▶ Instructions for the task
Please quote the stretch from "The national AV" through "expectations remain low." in the passage on online campaigning ahead of the AV referendum, word for word.

▶ Supplied passage
────────────────

With campaigning for the Alternative Vote (AV) referendum underway, Rachel Gibson looks at how the online battlefield is shaping up and what we can expect in  the blogosphere and beyond in the coming months.

The May 2010 UK general election generated widespread expectations that we would finally see the birth of ‘the internet election’. The Conservative, Liberal Democrat, and Labour parties all launched special e-activist resource sites (MyConservatives.com, LibDemAct and Membersnet, respectively)- and their leaders and candidates made considerable efforts to occupy the new world of social media through Facebook profiles, Youtube uploads and of course twitter feeds. The unexpected resurgence of the power of television following the leader debates, however, combined with the rather public ‘backfiring’ of viral initiatives such as the Tories’ Cash Gordon campaign and Labour’s crowdsourcing poster efforts, turned the online battle into something of a damp squib. Iain Dale, a prominent right-wing blogger captured the disappointment well in the dying days of the campaign with his Telegraph headline ‘This was meant to be the internet election. So what happened?’

The national AV campaign, however, has the potential to break the cycle of hope, hype and disillusionment for several reasons. Firstly, we must remember that the expectations for the 2010 general election campaign were fostered in large part by the recent and very vivid memories of Barack Obama’s highly successful digital campaign in 2008 and the sense that, as with other innovations such as ‘voter-vaults’ of electorate data and direct mailing initiatives, that where the U.S. leads, the UK will shortly follow. But as there is no recent precedent of the internet being used to dramatic effect in a single issue campaign among our close political neighbours, expectations remain low.

────────────────

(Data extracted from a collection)
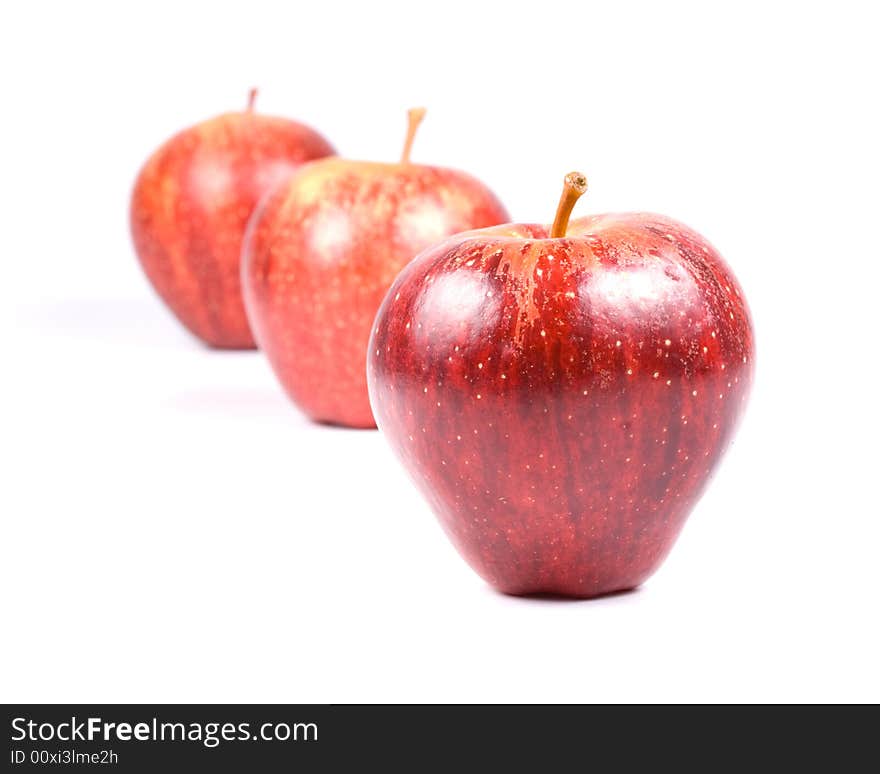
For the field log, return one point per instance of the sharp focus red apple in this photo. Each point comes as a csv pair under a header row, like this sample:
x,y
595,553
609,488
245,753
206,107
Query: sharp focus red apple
x,y
190,207
562,397
323,250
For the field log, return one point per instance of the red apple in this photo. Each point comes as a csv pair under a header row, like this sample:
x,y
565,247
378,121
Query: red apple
x,y
321,254
562,396
190,207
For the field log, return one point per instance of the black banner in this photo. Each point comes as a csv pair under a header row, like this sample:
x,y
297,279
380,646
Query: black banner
x,y
256,738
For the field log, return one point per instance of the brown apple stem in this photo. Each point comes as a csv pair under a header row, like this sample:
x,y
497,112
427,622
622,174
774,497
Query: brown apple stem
x,y
573,188
415,116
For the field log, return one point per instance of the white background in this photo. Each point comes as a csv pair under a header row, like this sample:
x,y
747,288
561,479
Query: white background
x,y
173,530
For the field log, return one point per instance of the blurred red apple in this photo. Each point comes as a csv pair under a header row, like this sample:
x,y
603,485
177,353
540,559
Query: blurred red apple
x,y
190,207
562,396
321,253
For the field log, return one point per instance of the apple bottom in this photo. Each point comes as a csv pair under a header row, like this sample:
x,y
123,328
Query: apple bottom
x,y
600,571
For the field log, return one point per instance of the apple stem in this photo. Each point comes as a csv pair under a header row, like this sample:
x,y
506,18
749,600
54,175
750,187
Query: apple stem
x,y
415,116
574,186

────────────────

▶ Written response
The national AV campaign, however, has the potential to break the cycle of hope, hype and disillusionment for several reasons. Firstly, we must remember that the expectations for the 2010 general election campaign were fostered in large part by the recent and very vivid memories of Barack Obama’s highly successful digital campaign in 2008 and the sense that, as with other innovations such as ‘voter-vaults’ of electorate data and direct mailing initiatives, that where the U.S. leads, the UK will shortly follow. But as there is no recent precedent of the internet being used to dramatic effect in a single issue campaign among our close political neighbours, expectations remain low.